• [Belge alıntısı]

# # # #

Cumhuriyet öncesi yapılan filmlerin jeneriklerine, oyuncu kadrolarına baktığımızda, Türk kadın oyunculara rastlayamayız, çünkü Müslüman Türk kadınlarının sahneye çıkması, filmlerde oynaması yasaktır. Bu nedenle 1923 öncesi filmlerde Ermeni, Rum, Beyaz Rus gibi gayrimüslim azınlıklardan kadın oyuncular yer alır.
1916 yılında çekilen “Himmet Ağa’nın İzdivacı” filminde oynayan Rozali Benliyan ve Lusi Avuşyak, Sedat Simavi’nin çektiği “Pençe”(1917) filminde oynayan Eliza Binemeciyan bu oyuncuların ilklerindendir. Onları Matmazel Blanche (Binnaz, 1919), Lydia Ley (Koruyan Ölü, 1917), Madam Kalitea, Bayzar Fasülyeciyan (Mürebbiye, 1919), Madam Sarmatova, Anna Mariyeviç, Helena Antinova (Boğaziçi Esrarı, 1922) gibi isimler izler. Yine 1922 yılında Muhsin Ertuğrul’un yönettiği “İstanbul’da Bir Facia-ı Aşk” filminin başrolünde Anna Mariyeviç oynar. Aynı filmde oynayan diğer kadın oyuncular da gayrimüslim azınlık oyuncularıdır. Roza Felekyan, Liane Console, Aznif Mınakyan, Siranuş Aleksenyan’dır bu oyuncular.

# # # #

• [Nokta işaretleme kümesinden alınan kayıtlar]
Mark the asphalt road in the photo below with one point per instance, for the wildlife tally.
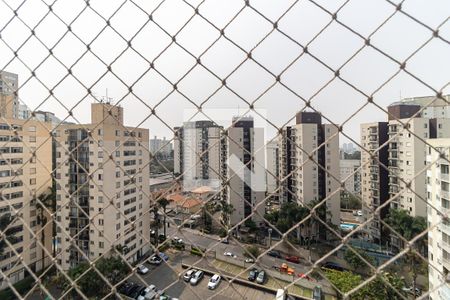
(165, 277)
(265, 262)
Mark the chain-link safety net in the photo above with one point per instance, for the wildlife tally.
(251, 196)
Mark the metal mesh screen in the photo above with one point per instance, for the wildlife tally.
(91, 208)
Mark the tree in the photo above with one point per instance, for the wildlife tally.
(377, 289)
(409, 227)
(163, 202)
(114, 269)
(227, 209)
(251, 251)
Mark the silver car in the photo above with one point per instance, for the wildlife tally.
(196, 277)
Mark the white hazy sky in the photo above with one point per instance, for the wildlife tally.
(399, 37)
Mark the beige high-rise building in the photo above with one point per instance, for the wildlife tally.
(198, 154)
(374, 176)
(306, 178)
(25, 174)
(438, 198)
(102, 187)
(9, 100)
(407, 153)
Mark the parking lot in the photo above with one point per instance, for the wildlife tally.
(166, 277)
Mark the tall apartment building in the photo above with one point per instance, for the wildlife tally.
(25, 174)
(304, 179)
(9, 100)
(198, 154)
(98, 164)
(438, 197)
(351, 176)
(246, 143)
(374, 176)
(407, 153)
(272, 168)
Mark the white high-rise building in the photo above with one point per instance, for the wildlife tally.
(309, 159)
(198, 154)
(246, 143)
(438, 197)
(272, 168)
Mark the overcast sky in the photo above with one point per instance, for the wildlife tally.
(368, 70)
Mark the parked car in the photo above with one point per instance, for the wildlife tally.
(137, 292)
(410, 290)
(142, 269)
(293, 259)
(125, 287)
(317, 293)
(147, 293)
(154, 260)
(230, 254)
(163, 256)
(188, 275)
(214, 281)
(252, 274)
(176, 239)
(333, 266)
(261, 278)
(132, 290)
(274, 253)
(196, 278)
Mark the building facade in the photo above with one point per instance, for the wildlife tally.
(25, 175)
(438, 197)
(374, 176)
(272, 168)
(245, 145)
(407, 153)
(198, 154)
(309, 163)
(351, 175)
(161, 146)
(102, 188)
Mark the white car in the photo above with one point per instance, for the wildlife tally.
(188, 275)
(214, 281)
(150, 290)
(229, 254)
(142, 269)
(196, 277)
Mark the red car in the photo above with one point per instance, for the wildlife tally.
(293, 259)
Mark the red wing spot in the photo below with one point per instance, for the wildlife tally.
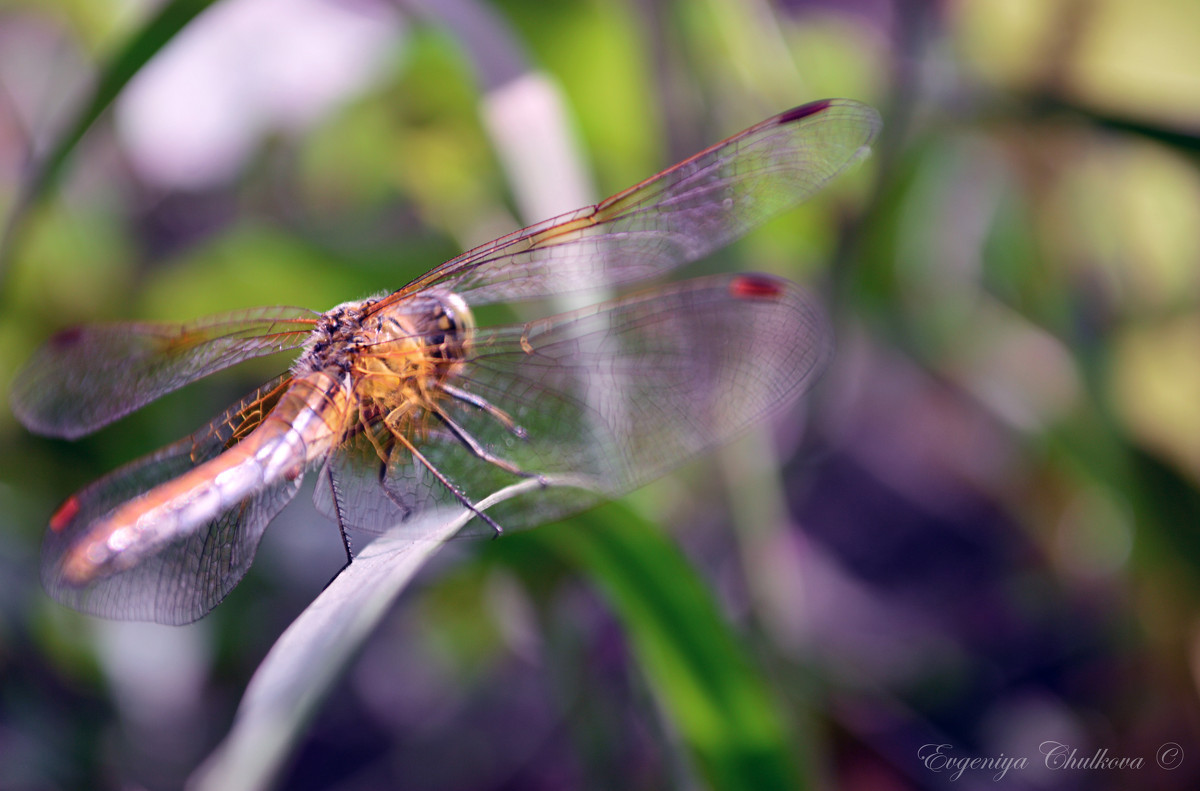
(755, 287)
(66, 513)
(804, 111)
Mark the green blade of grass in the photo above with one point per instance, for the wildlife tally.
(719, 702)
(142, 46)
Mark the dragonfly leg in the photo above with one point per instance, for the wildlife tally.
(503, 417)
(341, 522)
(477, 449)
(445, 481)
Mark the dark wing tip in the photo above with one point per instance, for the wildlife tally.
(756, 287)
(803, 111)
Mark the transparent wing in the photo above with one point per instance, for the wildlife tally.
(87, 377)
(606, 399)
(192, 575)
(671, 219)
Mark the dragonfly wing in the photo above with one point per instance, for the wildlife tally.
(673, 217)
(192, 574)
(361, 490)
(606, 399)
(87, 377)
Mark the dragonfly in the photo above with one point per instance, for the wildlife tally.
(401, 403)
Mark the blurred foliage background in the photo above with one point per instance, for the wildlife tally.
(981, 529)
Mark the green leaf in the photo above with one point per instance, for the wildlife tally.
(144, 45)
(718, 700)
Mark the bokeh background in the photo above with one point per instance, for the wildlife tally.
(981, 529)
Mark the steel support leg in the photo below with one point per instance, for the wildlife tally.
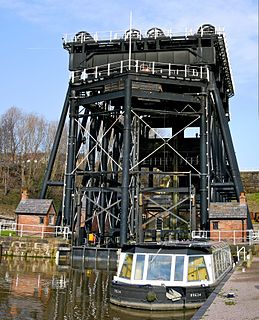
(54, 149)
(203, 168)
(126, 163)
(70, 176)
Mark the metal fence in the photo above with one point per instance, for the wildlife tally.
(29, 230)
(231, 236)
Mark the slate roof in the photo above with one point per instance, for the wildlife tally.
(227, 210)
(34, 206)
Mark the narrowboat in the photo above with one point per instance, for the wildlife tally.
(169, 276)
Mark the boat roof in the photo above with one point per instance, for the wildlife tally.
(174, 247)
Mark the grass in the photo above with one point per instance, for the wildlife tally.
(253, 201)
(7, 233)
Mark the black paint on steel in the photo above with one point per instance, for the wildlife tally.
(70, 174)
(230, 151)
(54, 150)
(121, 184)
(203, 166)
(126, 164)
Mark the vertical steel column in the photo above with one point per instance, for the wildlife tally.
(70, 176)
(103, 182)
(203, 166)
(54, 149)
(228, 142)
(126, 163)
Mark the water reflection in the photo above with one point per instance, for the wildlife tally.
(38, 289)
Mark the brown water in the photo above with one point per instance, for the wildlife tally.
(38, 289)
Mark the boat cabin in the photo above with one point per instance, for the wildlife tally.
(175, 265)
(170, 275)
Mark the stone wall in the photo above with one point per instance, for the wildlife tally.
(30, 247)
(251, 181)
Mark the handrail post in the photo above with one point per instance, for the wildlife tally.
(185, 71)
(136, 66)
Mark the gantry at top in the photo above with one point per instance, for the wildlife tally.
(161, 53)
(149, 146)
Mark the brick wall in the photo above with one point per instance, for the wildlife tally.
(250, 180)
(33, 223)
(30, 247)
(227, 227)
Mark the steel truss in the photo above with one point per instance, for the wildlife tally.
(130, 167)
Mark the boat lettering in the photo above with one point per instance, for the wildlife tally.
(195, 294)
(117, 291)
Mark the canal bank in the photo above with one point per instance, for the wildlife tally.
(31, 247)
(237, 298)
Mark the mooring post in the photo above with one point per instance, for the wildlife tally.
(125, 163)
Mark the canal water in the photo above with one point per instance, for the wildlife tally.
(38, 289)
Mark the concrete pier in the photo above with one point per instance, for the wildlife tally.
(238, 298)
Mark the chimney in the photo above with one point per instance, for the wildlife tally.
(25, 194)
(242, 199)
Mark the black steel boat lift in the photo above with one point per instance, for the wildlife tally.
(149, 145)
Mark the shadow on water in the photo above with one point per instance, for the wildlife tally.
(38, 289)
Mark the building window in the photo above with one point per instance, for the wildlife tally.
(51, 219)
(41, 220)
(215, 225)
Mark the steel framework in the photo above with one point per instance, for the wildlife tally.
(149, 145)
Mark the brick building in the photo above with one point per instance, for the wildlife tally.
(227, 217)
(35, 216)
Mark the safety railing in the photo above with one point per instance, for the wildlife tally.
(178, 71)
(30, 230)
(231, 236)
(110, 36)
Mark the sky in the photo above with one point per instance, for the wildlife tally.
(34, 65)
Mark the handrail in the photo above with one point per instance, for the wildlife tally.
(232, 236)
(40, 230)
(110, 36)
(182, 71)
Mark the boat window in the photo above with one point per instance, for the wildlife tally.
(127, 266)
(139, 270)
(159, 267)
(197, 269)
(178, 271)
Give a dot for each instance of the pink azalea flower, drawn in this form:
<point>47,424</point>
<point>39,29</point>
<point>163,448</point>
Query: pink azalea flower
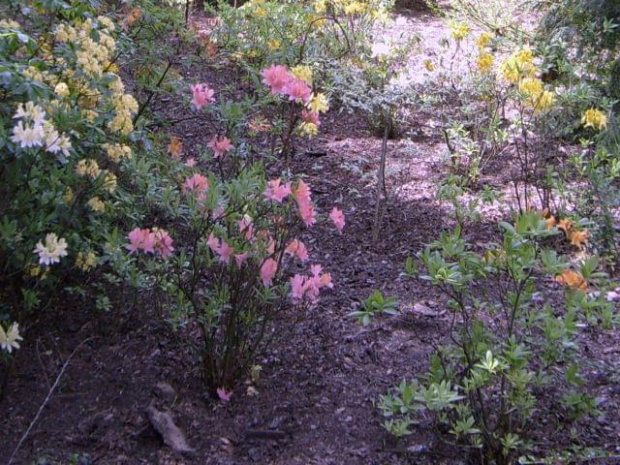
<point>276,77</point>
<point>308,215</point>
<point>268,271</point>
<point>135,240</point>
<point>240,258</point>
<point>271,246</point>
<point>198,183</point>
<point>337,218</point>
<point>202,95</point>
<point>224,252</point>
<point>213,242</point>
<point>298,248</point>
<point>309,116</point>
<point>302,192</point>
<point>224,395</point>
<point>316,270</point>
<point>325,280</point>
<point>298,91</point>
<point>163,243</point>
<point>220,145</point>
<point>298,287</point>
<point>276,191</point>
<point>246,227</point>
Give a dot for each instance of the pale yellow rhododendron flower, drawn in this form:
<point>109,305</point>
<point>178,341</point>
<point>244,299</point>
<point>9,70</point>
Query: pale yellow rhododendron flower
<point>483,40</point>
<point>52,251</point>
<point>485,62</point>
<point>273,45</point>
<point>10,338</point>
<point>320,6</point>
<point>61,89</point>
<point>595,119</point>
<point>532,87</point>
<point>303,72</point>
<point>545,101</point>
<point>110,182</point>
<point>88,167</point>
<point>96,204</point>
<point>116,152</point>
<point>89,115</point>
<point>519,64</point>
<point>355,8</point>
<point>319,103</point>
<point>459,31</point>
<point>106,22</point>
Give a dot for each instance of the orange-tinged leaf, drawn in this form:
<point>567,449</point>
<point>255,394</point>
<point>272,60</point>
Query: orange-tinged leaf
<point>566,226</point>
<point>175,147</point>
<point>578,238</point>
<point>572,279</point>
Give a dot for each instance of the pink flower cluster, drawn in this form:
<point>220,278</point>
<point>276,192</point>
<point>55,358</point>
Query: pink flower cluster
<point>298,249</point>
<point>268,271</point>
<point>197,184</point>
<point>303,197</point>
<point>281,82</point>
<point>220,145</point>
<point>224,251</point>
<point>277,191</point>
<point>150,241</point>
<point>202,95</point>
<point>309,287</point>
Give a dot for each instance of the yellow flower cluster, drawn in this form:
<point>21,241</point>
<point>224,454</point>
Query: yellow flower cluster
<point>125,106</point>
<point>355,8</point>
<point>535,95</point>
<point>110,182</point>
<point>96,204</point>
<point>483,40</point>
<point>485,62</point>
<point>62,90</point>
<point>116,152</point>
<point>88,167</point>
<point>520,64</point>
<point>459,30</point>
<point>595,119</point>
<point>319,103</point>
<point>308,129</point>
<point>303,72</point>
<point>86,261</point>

# # # #

• [Verilen görev 1] Cumhuriyet öncesi filmlerdeki kadın oyuncularla ilgili yazıda "Cumhuriyet öncesi yapılan" sözleriyle başlayıp "oyuncular yer alır." sözlerine kadar inen her şeyi olduğu gibi yeniden yazın.
• [Verilen görev 2] Cumhuriyet öncesi filmlerde oynayan gayrimüslim kadın oyuncuları anlatan yazıyı son cümlesinden sonra sürdürün.

• [Sonuç 1]
Cumhuriyet öncesi yapılan filmlerin jeneriklerine, oyuncu kadrolarına baktığımızda, Türk kadın oyunculara rastlayamayız, çünkü Müslüman Türk kadınlarının sahneye çıkması, filmlerde oynaması yasaktır. Bu nedenle 1923 öncesi filmlerde Ermeni, Rum, Beyaz Rus gibi gayrimüslim azınlıklardan kadın oyuncular yer alır.

• [Sonuç 2]
Cumhuriyet’le birlikte Müslüman Türk kadınları da filmlerde oynamaya başlarlar. Türk kadın oyuncuların yer aldığı ilk Türk filmi Muhsin Ertuğrul’un yönettiği “Ateşten Gömlek” (1923) filmidir. Bu filmdeki kadın oyuncular Bedia Muvahhit ve Neyyire Neyir’dir. Sinema açısından Cumhuriyet’in kazandırdıkları arasında ilk sıralarda yer alan önemli bir durumdur bu. 1928 yılında çekilen “Ankara Postası” (Muhsin Ertuğrul) filminde Neyyire Neyir’in yanı sıra İsmet Sırrı da rol alır. Filmlerde rol alan üçüncü Türk kadını İsmet Sırrı’yı, Şaziye May, Emel Rıza, Halide Pişkin izler. 1933 yılında Muhsin Ertuğrul’un çektiği, Nazım Hikmet’in Mümtaz Osman takma adıyla senaryosunu yazdığı “Söz Bir Allah Bir” filmiyle Cahide Sonku gelir Türk sinemasına. Tiyatro sahnelerinin yıldız oyuncusu, “Aysel Bataklı Damın Kızı” (1934) ve “Şehvet Kurbanı” (1940) filmleriyle sinemada da yıldızlaşır. 1939 yılında Feriha Tevfik’in başrolünü oynadığı “Allanın Cenneti” (M. Ertuğrul) filmiyle Nezihe Becerikli, yine aynı yıl “Bir Kavuk Devrildi” filmiyle Muazzez Arçay gözükmeye başlar beyazperdede. Aynı yıllarda Sezer Sezin, Gülistan Güzey, Handan Adalı, Oya Sensev, Aliye Rona, Mesiha Yelda, Gönül Beyhan gibi isimler sinemayla tanışan ve sonraki yıllara da kalan önemli kadın oyunculardır.
Tiyatronun ve sinemamızın efsane ismi Cahide Sonku, öncesinde bir tiyatro yıldızıdır. Bir yıldız olarak geldiği sinemada ilk filminden itibaren daha da büyür, ününe ün katar. Sinemanın yarattığı bir yıldız olmamakla birlikte, sinemada da yıldız olarak sürdürür ününü.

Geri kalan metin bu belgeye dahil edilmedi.